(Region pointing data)

□ □ □

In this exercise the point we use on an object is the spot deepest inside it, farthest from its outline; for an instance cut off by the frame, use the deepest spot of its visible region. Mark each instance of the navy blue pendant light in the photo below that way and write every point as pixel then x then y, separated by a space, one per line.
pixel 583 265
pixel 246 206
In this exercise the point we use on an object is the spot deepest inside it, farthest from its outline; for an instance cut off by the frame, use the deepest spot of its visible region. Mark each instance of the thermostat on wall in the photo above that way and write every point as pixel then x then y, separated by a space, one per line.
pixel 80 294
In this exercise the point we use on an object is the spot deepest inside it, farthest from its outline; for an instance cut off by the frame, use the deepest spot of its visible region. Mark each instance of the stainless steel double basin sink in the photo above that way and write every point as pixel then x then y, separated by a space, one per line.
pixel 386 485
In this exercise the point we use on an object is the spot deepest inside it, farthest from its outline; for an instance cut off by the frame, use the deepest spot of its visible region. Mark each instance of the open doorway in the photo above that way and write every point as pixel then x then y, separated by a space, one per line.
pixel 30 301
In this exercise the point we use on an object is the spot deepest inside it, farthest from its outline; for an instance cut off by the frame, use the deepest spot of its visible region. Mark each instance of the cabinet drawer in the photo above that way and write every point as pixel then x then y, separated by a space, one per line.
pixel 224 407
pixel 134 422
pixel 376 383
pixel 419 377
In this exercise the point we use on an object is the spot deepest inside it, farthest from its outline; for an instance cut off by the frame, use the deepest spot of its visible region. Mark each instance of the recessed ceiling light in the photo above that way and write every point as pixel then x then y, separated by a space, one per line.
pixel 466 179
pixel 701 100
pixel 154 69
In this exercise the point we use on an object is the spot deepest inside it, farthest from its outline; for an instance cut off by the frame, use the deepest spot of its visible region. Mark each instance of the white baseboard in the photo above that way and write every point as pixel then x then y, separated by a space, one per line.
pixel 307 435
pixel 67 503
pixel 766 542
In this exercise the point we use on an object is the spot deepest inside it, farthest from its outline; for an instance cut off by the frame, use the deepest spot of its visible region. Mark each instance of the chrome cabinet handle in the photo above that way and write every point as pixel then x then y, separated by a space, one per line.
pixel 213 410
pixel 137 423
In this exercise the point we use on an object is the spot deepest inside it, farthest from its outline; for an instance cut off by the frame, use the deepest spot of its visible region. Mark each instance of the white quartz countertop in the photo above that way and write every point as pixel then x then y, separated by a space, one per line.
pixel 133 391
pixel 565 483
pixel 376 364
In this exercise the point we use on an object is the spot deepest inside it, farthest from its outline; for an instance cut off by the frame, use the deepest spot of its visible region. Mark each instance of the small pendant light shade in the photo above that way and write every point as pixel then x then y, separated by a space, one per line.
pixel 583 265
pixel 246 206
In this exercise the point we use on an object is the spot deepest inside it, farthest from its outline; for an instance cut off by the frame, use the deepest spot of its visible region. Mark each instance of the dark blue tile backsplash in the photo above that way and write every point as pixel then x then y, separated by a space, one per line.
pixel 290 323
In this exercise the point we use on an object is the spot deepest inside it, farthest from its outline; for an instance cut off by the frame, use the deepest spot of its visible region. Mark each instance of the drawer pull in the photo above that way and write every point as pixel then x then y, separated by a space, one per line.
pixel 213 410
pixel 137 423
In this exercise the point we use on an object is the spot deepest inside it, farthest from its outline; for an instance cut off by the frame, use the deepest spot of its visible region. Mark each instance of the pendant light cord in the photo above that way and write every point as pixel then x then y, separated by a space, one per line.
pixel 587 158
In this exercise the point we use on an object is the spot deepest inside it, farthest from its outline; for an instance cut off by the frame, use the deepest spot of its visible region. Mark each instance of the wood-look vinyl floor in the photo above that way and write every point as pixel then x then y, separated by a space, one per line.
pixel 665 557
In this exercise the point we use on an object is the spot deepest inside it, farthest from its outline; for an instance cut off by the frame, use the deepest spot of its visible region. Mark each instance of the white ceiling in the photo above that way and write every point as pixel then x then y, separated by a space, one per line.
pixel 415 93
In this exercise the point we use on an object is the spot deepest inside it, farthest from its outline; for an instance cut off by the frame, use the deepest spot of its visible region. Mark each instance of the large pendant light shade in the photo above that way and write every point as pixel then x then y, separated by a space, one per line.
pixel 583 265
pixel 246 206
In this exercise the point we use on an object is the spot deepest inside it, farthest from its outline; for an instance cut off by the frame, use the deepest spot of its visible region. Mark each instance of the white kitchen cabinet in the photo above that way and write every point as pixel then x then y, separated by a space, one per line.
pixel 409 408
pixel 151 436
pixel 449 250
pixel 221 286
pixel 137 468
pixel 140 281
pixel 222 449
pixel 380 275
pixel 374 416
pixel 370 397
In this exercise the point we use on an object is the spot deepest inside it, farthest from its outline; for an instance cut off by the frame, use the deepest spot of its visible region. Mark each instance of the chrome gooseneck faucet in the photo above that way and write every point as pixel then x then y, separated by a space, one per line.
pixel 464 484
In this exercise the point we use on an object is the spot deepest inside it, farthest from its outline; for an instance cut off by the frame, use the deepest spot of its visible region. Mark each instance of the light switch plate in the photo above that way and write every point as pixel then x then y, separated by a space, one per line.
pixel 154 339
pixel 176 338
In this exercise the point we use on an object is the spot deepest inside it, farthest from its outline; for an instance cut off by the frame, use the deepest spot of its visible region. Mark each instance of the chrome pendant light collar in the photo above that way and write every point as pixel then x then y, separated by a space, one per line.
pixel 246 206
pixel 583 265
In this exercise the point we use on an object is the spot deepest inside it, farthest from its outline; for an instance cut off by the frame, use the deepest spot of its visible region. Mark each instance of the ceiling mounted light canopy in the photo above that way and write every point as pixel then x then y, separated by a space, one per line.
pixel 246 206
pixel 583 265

□ □ □

Transcribe each record above exactly. Skip none.

• _SOLUTION BELOW_
In this exercise the point we use on an object is the spot deepest inside it, farthest from its outline; for an instance cut off by the frame, use the deepest spot of its visible region. Mark each instance of the navy blue pendant light in the photo below that way and write every point as pixel then x then y, separated by a space, one per line.
pixel 583 265
pixel 246 206
In this exercise the point we use on an object is the spot deepest inside it, farthest from its outline; for an instance cut off by the frame, use the deepest spot of its visible region. Mark each instance of the thermostat on wall in the photo above that way and write every point as pixel then x then y, separated by a space, one per line.
pixel 80 294
In this exercise the point we use on an object is the spot deepest inside it, farthest from its outline; for an instance cut off by the frame, use the deepest spot of its visible region. Mark each instance of the stainless steel double basin sink in the photo above that way and write every point as pixel then x then y, separated by a space, one per line.
pixel 386 485
In this exercise the point we use on an object is the spot deepest inside it, farthest from its outline; for an instance cut off by the frame, use the deepest spot of its visible region. Mark each instance of the open doorway in the photo above that way and write every point as pixel then x then y, separated by a space, one per line.
pixel 30 301
In this exercise the point we use on an object is the spot deepest inside it, farthest from its outline; for an instance cut off by the frame, use the deepest spot of its visible region. Mark each instance of the cabinet drawer in the photo above that way and write every point as pixel then x then y, separated by a space, one per line.
pixel 224 407
pixel 134 422
pixel 376 383
pixel 419 377
In this exercise the point we use on an object is the spot deepest inside it, farthest from its outline; for an instance cut off by the frame, use the deepest spot of its visible region. Mark each instance of the recessed ceiling light in the photo above that way and write every point as pixel then x then y, separated by a space, one per line.
pixel 466 179
pixel 701 100
pixel 154 69
In this exercise the point we use on an object is the spot deepest inside it, farthest from its outline; for an instance cut off by the frame, use the deepest spot of its visible region. Mark each instance of the white baseboard in the photo above that way and write every point as pixel then x then y, separated by a space, one per line.
pixel 307 435
pixel 67 503
pixel 766 542
In this exercise the point we use on an object is the spot deepest inside it, farthest from its outline; for an instance cut off by the frame, use the deepest spot of its visible region. Mark each instance of the chrome cabinet handle in the photo above that way and write every point as pixel then x then y, separated by a space, one per line.
pixel 213 410
pixel 137 423
In this exercise the point we use on an object is the spot deepest inside it, farthest from its outline; for an instance cut off by the frame, use the deepest spot of its visible region. Mark each instance of the white quartz countertop in the photo above that way and write every point as pixel then x then y, separated by a space, one per line.
pixel 133 391
pixel 565 483
pixel 376 364
In this exercise the point we use on an object is the spot deepest inside it, farthest from its outline; for an instance cut off by the frame, use the deepest spot of its visible region. Mark each instance of the small pendant light shade in the photo above that way and write every point as pixel then x then y, separated by a space, one per line.
pixel 583 265
pixel 246 206
In this exercise the point we use on an object is the spot deepest inside it, farthest from its outline; for an instance cut off by the frame, use the deepest spot of its visible region. Mark each instance of the dark blue tile backsplash in the photo above that way and write every point as pixel then x then y, separated by a space, one per line.
pixel 290 323
In this exercise the point we use on an object is the spot deepest inside it, farthest from its outline; for an instance cut off by the frame, use the deepest spot of its visible region. Mark each instance of the drawer pull in the photo above that way and write every point as pixel then x then y, separated by a space, one per line.
pixel 213 410
pixel 137 423
In this exercise the point we use on an object is the spot deepest inside it, farthest from its outline; for an instance cut off by the frame, use the deepest spot of its visible region. Mark each instance of the pendant light cord in the photo above that way and write every point as pixel then x then y, separated by a space, one per line.
pixel 587 158
In this exercise the point we use on an object is the spot deepest inside it, farthest from its outline; for an instance cut off by the frame, use the deepest spot of its visible region. Mark each instance of the wood-look vinyl floor in the photo above that way and write every point as pixel then x then y, separated by a space, one per line.
pixel 665 557
In this exercise the point we use on an object is the spot deepest inside it, farthest from its outline; for an instance cut off by the frame, use the deepest spot of its visible region. Mark each instance of the white ceiling in the photo above that way and write every point as pixel then x then y, separated by a space, one per line.
pixel 415 93
In this exercise the point we use on an object is the spot deepest inside it, farthest from its outline; for an instance cut off by the frame, use the deepest spot of its visible region. Mark each instance of the large pendant light shade in the photo above that way and write every point as pixel then x then y, separated by a space, one per line.
pixel 583 265
pixel 246 206
In this exercise the point we use on an object is the spot deepest inside it, farthest from its outline; for an instance cut off by the frame, use the deepest spot of its visible region. Mark each instance of the white kitchen cabinet in the photo above that way and write every point as pixel then x then y, separated by a space, one per line.
pixel 409 408
pixel 151 436
pixel 449 250
pixel 221 286
pixel 137 468
pixel 140 281
pixel 222 449
pixel 380 275
pixel 374 416
pixel 370 397
In this exercise the point we use on an object is the spot deepest inside it, farthest from its outline; for an instance cut off by the frame, use the deepest spot of its visible region. Mark each instance of the chrome gooseneck faucet in the photo above that way and write every point as pixel then x then y, separated by a space, one per line.
pixel 464 484
In this exercise the point we use on an object is the spot deepest inside it, farthest from its outline; for an instance cut off by the frame, use the deepest spot of its visible region. Mark each instance of the light switch plate in the photo above that way and write every point as pixel then x then y, separated by a space, one per line.
pixel 154 339
pixel 176 338
In this exercise the point we use on an object is the spot deepest inside it, farthest from its outline; for an instance cut off by the frame, use the deepest spot of its visible region. Mark each instance of the chrome pendant light collar in the photo above that way and write every point as pixel then x then y, separated by a space, one per line.
pixel 246 206
pixel 583 265
In this exercise the point we use on an object is the spot deepest inside it, farthest from its outline; for an instance cut off by the frame, use the deepest spot of its visible region. Mark each instance of the ceiling mounted light canopy in the photo above that way and write every point as pixel then x then y, separated by a space, one per line.
pixel 246 206
pixel 583 265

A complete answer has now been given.